**STATED TASK:** Take the line with "gripping selfie stick in the photo above." and every line after it, through the end of the listing, and give them again exactly, pictures excluded.

**EXTRACTED INFORMATION:**

──────────

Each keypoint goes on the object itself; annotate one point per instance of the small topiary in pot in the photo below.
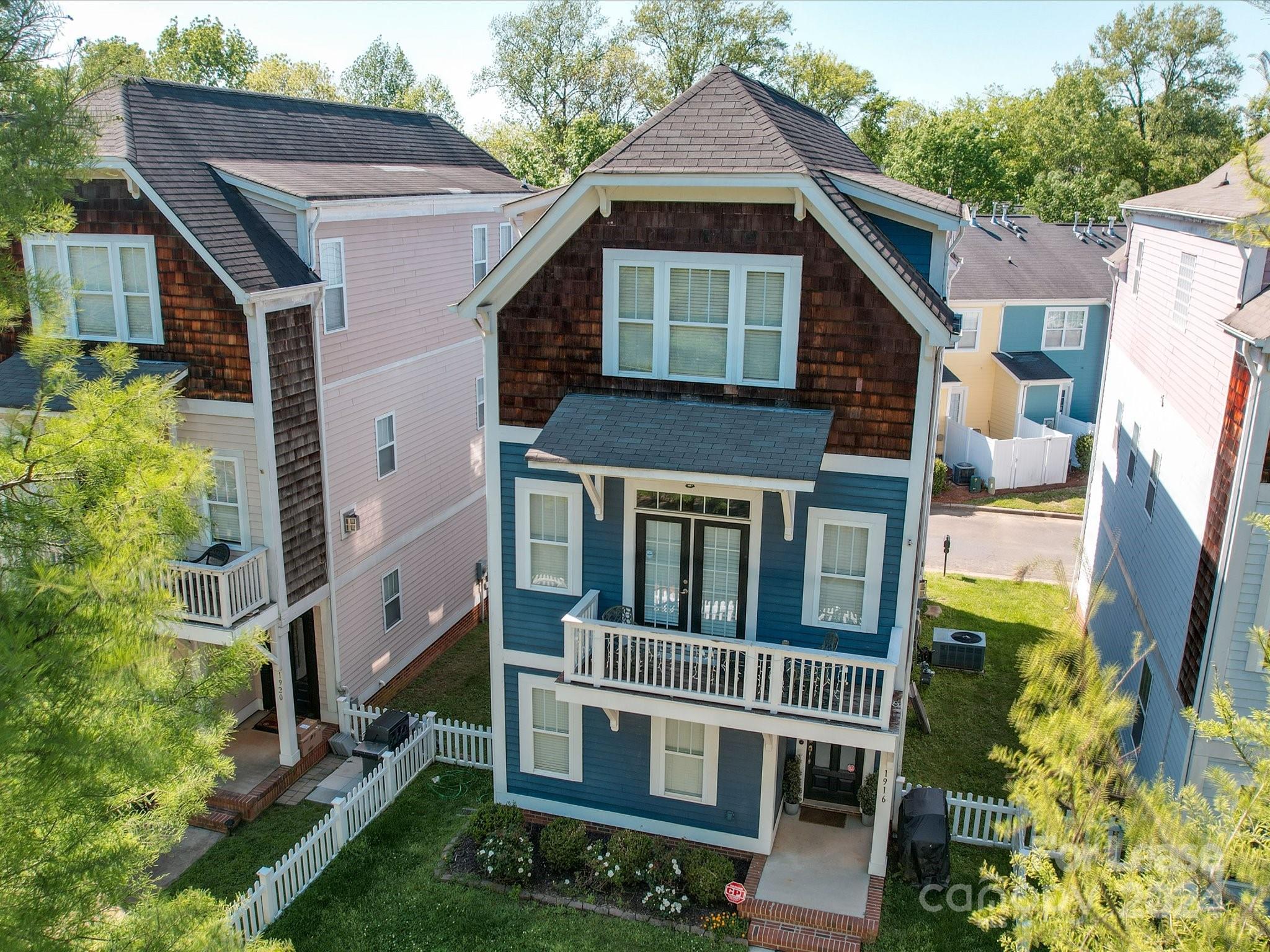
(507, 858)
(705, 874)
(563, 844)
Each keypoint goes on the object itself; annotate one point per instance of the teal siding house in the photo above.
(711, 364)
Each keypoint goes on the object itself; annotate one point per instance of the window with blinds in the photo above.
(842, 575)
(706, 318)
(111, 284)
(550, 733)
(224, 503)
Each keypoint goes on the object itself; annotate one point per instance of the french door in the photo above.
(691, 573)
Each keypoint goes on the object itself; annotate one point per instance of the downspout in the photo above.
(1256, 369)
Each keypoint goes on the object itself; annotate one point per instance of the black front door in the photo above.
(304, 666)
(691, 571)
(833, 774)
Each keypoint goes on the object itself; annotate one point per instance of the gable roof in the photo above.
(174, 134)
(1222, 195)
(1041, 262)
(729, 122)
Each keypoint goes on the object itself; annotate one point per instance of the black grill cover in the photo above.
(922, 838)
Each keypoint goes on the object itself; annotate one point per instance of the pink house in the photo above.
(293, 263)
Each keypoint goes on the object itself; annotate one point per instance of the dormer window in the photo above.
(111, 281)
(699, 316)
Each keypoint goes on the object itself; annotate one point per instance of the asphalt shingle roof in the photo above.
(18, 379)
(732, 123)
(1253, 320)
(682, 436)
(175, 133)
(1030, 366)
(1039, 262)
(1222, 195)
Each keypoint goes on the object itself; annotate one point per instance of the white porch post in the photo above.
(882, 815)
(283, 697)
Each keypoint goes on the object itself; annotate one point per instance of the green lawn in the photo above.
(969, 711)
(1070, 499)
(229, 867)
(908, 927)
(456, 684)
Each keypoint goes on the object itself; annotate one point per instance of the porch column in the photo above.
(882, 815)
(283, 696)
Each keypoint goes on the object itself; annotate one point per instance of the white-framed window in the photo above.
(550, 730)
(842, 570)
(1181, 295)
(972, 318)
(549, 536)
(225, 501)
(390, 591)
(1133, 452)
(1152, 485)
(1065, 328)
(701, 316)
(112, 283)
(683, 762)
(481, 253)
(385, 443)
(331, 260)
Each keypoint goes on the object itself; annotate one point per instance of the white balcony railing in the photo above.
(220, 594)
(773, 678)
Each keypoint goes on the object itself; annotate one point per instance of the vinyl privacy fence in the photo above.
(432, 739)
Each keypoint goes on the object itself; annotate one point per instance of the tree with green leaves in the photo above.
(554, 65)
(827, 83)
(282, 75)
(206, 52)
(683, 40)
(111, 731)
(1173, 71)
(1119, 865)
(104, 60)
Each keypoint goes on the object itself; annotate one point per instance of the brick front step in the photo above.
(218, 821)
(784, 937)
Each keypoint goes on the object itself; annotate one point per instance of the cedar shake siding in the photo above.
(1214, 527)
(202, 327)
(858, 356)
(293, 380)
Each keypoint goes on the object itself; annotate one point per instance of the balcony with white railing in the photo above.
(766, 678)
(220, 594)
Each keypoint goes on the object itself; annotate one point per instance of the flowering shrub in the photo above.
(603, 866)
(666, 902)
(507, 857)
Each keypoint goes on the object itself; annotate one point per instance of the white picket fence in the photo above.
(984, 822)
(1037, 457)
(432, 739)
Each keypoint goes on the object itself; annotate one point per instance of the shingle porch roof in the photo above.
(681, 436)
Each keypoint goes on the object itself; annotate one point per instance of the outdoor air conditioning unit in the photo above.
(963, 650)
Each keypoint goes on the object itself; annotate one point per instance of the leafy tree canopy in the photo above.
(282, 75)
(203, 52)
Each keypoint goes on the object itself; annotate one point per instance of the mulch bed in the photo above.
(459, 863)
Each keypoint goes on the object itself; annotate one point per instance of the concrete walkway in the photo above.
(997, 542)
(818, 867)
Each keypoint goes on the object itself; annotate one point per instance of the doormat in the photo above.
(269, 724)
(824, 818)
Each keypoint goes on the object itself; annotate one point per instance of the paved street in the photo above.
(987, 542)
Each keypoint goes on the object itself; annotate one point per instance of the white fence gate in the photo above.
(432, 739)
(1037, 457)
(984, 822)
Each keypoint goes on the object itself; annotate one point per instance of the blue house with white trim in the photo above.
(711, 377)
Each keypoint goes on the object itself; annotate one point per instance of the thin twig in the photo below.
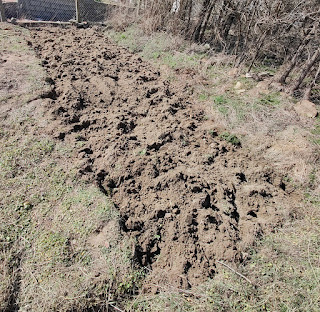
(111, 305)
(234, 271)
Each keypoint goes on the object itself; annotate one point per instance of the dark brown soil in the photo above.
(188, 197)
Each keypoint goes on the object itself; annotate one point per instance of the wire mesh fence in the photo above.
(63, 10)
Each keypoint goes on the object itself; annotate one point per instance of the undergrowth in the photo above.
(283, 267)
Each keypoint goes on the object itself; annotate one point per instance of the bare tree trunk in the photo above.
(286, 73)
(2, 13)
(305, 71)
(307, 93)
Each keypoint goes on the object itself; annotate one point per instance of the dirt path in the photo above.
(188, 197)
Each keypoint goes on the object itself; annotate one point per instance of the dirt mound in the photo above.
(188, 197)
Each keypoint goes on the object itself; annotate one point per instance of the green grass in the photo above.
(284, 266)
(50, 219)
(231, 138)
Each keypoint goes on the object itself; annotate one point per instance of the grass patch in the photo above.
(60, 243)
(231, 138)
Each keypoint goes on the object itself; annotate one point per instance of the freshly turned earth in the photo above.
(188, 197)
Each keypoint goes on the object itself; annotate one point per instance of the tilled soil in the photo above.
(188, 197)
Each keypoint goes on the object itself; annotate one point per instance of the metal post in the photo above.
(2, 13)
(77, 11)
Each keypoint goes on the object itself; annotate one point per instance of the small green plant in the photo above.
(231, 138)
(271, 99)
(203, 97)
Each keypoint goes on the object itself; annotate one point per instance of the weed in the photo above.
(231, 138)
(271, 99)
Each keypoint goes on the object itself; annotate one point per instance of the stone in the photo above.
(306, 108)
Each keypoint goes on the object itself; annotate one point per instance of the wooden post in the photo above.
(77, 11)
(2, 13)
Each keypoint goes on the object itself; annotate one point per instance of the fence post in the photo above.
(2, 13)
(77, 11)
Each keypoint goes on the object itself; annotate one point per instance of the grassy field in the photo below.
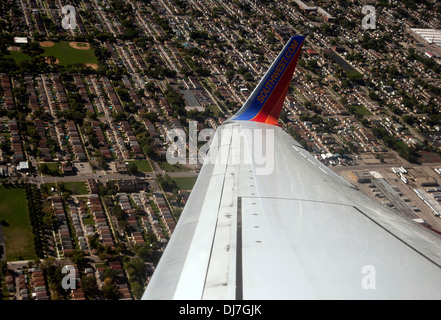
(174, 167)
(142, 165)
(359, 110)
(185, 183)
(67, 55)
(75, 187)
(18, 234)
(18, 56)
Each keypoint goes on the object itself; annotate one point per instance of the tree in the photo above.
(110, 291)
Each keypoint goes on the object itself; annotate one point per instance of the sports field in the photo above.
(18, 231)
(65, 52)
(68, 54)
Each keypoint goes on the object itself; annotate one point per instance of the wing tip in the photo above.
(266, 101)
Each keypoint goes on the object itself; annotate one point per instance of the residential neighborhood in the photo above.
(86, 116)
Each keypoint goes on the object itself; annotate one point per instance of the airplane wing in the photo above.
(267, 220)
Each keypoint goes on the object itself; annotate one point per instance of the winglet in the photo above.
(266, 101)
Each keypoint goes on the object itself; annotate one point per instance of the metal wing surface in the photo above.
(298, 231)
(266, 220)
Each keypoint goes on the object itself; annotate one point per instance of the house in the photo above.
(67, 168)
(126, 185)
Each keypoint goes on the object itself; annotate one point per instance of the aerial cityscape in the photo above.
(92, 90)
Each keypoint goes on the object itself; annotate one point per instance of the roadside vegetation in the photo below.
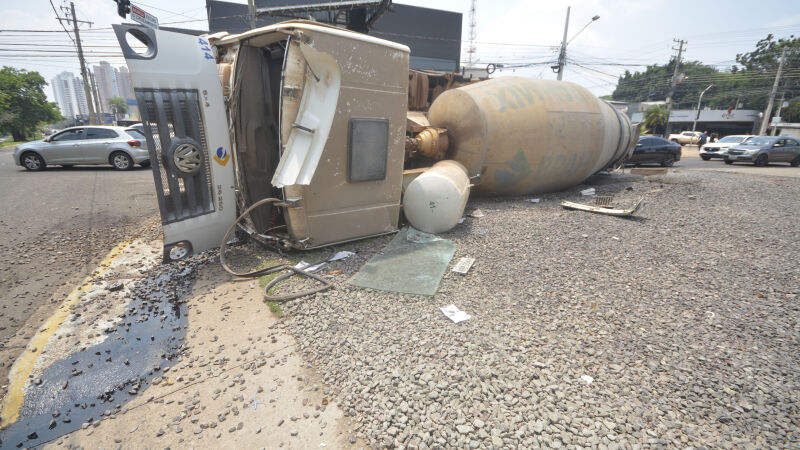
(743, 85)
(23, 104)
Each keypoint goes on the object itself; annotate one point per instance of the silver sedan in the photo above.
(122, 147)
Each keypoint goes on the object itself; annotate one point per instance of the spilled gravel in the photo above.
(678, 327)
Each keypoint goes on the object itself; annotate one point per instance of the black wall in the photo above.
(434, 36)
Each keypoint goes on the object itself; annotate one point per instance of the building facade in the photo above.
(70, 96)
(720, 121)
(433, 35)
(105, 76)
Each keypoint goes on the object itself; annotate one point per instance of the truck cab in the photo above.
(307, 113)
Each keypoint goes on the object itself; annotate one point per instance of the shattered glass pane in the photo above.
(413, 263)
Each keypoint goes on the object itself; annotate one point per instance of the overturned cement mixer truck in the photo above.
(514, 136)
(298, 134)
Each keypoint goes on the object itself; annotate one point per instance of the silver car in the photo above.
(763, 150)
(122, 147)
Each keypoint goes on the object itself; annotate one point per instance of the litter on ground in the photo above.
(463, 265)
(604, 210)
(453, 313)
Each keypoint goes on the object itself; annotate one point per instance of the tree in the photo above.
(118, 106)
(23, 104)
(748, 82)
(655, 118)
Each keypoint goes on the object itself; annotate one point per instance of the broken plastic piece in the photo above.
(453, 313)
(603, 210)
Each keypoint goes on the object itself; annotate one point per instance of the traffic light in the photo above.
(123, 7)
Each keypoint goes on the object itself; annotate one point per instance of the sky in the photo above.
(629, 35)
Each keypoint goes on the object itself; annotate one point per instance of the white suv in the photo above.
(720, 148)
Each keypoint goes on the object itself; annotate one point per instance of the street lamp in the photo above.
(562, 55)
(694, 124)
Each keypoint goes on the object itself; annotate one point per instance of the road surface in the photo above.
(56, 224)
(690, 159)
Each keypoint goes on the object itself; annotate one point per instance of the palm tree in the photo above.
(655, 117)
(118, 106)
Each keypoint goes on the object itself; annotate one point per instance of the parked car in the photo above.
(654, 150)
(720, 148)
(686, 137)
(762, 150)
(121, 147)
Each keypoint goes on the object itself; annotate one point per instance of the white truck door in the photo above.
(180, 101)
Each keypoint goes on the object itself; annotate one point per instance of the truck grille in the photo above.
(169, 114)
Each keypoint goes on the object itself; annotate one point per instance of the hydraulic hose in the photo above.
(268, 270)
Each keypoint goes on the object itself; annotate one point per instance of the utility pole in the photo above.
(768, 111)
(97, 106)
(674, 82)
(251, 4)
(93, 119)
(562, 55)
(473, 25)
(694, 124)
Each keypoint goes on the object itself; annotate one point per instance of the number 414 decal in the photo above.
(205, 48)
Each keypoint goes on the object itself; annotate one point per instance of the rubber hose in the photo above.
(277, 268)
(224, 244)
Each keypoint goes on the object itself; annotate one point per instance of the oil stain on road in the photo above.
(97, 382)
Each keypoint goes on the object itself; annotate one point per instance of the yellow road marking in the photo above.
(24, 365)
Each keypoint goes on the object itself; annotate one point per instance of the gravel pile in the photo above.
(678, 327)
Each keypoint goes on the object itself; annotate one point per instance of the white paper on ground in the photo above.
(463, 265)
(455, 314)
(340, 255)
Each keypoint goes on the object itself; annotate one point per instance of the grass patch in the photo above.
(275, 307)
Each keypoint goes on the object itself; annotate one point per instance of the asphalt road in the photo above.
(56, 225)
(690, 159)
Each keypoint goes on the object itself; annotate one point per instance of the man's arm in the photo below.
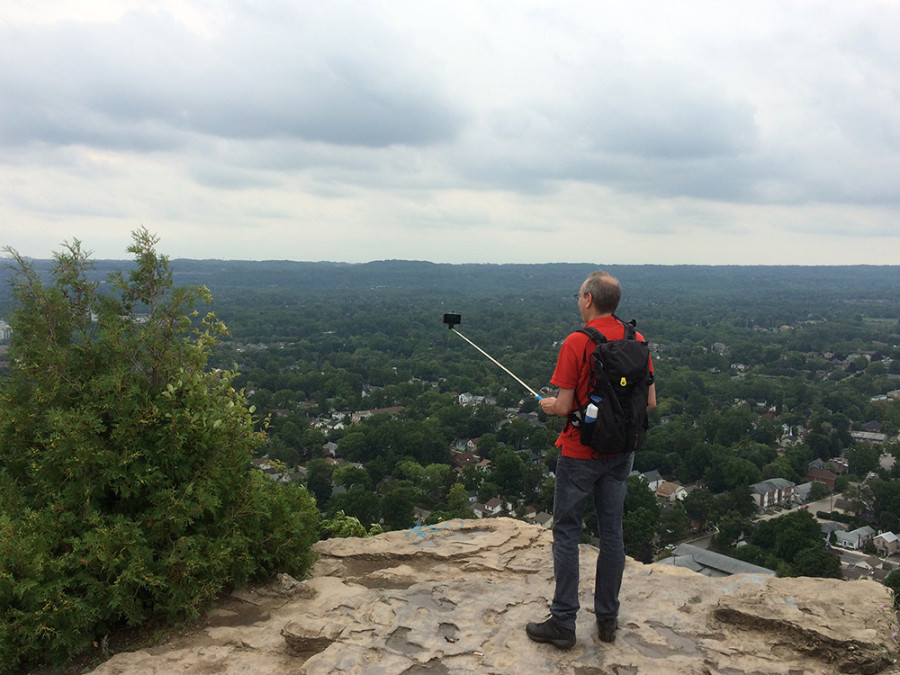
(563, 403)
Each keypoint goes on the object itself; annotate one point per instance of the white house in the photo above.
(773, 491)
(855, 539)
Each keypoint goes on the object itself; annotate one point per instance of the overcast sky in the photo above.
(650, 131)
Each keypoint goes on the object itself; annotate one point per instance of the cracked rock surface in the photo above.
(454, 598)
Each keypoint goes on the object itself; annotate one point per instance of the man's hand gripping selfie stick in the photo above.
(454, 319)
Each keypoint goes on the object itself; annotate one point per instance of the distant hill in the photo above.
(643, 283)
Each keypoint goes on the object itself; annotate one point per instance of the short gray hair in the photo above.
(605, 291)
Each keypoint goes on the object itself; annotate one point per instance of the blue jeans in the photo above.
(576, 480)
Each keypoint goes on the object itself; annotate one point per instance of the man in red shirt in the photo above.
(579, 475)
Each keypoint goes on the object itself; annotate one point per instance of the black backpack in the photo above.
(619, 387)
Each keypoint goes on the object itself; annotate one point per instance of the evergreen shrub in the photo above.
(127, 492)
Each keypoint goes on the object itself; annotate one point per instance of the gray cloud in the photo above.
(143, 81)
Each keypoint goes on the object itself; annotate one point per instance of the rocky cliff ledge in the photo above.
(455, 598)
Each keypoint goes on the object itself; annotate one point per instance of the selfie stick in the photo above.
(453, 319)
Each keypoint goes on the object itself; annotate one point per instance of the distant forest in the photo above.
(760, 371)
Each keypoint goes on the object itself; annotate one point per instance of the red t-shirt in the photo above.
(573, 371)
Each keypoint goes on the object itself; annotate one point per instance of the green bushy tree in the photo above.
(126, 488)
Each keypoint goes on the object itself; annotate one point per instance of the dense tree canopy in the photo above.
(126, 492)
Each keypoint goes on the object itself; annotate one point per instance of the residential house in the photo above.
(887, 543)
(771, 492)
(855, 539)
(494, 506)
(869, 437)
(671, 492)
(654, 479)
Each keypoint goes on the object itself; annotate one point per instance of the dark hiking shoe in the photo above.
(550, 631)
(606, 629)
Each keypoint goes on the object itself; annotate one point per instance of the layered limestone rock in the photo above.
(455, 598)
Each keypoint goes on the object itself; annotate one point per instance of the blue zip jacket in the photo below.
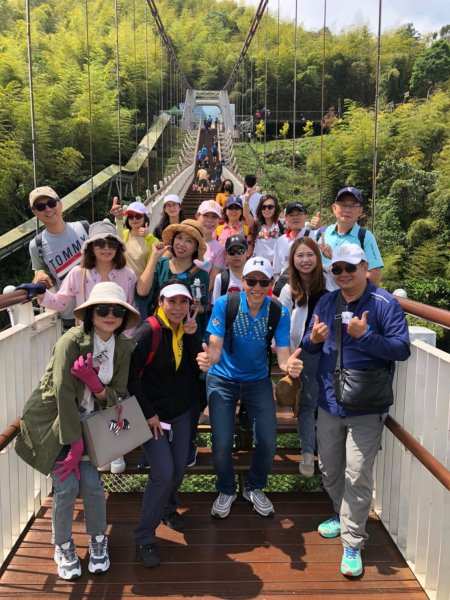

──────────

**OUTPUT OF THE EXERCISE:**
Each keypoint goes on the object itself; annotate one point per instance of the man's hand gripping selfie stick in the photo above.
(454, 319)
Each keypoint goes on the object itself; annotate one point per instance of the distant hill in the photo above.
(643, 283)
Each keypoint goes on the object itself; annotate one point per instance of the short gray hair in the photo above.
(605, 291)
Each keypoint goes on the object itself; annotate one point per instance of the blue jeans in the photo above.
(576, 480)
Each keypoint goes on the object itself; annotate one point per instance of the man in red shirt in the photo above.
(579, 475)
Each keypoint goes on the object itself; annotate one point per instance of the black backpack in the photo above.
(619, 387)
Each keypoint goes on the object itself; annotate one point per instance of the evergreen shrub in the photo above.
(127, 492)
Each keypoint goes on the object itself; annotate one point per instance of the gray cloud in the photo above.
(143, 81)
Each keypoint goes on the object itself; annotate one point per instance of the rocky cliff ledge in the photo above.
(455, 598)
Each keypoint goes on the object itself; annotate one point per instance of the selfie stick in the photo above.
(453, 319)
Each keypoint goes on the object itself; annotate one point per instance of the distant forest in the photo above.
(760, 371)
Each keypoint goes on the object itself; annotate one point per instance of the red t-shirt in the photo above.
(573, 371)
Each keypoint goes on the object itself; annotate one point per instance of the green bushy tree in the photo above.
(126, 488)
Each keypoint goes on the object itself; annotate one point per instance of the dense tree canopy in the photo above.
(126, 492)
Each keypoint goes on the object itself; annotate one point per instance of the residential house in the photo above.
(887, 543)
(771, 492)
(855, 539)
(494, 506)
(869, 437)
(671, 492)
(654, 479)
Each keypoint goes on the object itself; annotate one point per instance of the dark hiking shoe in the photo above.
(550, 631)
(606, 629)
Each keypoint goes on the object itself; annotate one point per instance of the layered limestone rock in the photo above.
(455, 598)
Each keypoint goes on the object itself; annotate one point per instance of the blue zip jacket in the photo below.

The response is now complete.